§ Task goal: Pick out every line of the items that contains the string "metal" and copy each one. Matching is case-sensitive.

§ Data in this exercise:
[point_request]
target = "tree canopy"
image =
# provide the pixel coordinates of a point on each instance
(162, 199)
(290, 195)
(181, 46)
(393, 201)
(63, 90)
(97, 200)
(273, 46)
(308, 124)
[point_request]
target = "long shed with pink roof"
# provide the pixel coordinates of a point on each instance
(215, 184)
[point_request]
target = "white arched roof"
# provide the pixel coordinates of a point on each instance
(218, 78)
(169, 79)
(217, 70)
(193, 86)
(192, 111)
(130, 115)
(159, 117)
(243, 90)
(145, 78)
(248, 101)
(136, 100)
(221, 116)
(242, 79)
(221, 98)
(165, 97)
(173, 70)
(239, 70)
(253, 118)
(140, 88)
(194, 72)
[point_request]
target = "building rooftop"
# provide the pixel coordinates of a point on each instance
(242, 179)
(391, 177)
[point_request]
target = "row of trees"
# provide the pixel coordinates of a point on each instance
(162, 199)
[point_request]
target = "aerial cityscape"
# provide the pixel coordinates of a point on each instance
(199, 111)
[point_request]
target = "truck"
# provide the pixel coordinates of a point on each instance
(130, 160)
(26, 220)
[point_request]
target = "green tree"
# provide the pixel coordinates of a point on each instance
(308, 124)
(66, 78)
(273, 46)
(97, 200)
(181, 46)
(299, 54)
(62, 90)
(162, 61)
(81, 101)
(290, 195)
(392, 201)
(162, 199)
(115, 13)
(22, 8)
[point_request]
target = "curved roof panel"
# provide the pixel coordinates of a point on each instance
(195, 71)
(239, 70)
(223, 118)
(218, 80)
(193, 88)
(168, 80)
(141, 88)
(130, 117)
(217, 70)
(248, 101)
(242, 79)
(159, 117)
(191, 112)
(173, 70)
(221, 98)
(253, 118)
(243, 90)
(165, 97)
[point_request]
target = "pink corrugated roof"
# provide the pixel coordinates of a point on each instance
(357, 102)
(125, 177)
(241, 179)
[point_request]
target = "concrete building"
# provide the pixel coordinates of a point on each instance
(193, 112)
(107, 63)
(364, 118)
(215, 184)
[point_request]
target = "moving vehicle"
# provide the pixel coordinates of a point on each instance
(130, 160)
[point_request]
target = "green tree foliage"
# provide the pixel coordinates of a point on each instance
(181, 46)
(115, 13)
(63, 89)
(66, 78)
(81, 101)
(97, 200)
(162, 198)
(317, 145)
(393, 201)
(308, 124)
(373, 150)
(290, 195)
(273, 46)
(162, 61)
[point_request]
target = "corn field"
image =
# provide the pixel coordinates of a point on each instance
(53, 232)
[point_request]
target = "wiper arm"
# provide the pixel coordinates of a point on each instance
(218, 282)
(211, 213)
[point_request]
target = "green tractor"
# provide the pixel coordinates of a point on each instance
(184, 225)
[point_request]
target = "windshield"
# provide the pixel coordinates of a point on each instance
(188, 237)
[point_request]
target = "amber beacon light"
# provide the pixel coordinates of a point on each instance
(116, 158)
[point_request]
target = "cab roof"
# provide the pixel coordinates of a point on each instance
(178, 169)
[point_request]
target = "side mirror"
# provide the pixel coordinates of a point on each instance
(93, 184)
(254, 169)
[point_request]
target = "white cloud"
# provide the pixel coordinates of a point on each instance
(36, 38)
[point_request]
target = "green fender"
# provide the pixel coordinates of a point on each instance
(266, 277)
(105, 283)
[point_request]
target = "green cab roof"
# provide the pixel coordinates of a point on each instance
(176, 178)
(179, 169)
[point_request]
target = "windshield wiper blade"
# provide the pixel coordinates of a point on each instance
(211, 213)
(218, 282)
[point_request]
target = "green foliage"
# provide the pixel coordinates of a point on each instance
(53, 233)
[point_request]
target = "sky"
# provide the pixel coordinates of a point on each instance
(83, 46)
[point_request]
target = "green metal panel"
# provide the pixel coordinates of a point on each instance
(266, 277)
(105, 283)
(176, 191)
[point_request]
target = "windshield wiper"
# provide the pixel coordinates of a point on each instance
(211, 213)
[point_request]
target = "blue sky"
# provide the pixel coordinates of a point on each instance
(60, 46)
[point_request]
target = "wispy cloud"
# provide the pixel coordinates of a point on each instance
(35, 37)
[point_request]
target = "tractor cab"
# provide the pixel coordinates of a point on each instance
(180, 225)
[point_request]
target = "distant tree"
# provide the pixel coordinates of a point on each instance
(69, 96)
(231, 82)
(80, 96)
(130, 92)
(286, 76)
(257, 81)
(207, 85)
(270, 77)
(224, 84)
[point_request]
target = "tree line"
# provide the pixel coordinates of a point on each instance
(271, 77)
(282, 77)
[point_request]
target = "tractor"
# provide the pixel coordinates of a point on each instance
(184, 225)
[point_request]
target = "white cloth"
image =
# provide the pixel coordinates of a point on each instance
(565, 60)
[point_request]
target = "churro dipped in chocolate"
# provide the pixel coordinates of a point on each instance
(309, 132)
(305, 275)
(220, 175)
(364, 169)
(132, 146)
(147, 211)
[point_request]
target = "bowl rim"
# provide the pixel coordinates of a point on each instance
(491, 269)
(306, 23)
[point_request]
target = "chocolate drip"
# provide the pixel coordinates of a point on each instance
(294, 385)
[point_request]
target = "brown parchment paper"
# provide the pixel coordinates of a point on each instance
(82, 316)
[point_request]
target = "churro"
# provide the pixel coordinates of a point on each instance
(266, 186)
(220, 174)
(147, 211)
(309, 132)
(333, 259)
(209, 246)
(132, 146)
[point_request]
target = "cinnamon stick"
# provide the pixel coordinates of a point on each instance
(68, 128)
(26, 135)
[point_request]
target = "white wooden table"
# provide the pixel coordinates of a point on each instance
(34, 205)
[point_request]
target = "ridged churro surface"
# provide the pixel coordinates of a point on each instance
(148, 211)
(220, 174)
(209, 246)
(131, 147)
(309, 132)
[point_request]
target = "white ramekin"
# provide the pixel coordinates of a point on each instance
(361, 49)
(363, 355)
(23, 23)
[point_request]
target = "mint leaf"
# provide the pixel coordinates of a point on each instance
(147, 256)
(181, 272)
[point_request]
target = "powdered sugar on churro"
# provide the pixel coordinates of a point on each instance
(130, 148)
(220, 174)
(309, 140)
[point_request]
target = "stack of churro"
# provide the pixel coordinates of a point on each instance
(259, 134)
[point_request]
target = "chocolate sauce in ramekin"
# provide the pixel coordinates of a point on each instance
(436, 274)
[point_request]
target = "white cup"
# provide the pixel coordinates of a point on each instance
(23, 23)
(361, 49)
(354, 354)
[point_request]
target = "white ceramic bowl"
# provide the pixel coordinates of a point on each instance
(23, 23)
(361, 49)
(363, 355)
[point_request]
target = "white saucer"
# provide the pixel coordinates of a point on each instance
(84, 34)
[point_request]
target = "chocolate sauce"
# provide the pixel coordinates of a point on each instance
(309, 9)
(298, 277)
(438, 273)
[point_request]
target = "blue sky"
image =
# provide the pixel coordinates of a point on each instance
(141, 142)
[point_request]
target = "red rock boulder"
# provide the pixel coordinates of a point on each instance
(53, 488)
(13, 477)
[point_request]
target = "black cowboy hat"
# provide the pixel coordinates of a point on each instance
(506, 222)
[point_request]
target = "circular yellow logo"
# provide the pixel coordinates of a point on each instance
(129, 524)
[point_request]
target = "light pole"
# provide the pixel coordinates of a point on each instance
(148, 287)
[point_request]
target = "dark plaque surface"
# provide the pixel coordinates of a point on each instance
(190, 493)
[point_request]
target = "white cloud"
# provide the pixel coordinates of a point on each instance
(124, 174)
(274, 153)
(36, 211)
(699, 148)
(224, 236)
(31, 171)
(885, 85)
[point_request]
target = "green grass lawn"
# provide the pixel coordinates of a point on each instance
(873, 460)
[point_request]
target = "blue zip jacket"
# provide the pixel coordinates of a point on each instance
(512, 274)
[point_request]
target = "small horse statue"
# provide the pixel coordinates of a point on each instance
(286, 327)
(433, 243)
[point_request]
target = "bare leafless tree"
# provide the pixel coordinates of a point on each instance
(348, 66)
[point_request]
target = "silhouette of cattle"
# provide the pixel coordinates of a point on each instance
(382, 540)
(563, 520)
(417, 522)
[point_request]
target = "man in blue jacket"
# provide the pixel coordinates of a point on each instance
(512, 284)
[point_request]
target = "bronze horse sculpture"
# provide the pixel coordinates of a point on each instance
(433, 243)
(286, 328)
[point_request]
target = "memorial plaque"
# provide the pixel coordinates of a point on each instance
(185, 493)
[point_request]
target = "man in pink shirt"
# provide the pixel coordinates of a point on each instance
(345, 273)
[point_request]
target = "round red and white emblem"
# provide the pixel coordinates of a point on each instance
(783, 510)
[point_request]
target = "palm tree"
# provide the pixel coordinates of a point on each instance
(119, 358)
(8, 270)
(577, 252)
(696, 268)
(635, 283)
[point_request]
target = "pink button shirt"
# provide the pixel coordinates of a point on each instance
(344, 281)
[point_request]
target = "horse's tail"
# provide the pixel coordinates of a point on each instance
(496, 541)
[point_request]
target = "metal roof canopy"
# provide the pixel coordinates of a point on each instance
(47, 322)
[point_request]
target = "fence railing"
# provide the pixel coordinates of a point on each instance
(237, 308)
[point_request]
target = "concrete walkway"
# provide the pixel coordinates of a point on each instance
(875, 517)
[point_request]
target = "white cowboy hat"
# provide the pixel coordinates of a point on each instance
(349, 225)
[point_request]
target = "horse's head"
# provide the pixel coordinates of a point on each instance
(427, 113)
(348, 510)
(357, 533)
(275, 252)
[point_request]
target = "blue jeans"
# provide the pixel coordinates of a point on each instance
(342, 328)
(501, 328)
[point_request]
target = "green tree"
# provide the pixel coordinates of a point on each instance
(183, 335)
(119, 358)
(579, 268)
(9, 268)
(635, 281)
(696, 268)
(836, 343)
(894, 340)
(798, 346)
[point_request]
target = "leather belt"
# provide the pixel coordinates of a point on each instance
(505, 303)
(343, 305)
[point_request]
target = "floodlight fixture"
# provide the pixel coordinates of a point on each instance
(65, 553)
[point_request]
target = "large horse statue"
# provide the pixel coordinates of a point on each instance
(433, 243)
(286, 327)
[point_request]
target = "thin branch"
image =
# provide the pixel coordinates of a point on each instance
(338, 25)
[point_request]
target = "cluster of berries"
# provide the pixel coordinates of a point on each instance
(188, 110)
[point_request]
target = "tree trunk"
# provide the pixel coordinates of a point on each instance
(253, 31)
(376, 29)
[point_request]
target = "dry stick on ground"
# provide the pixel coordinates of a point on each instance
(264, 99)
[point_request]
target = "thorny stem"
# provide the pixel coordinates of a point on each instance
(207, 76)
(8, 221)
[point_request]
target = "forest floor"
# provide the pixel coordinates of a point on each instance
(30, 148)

§ Answer to this exercise:
target = "green metal panel"
target = "metal roof canopy"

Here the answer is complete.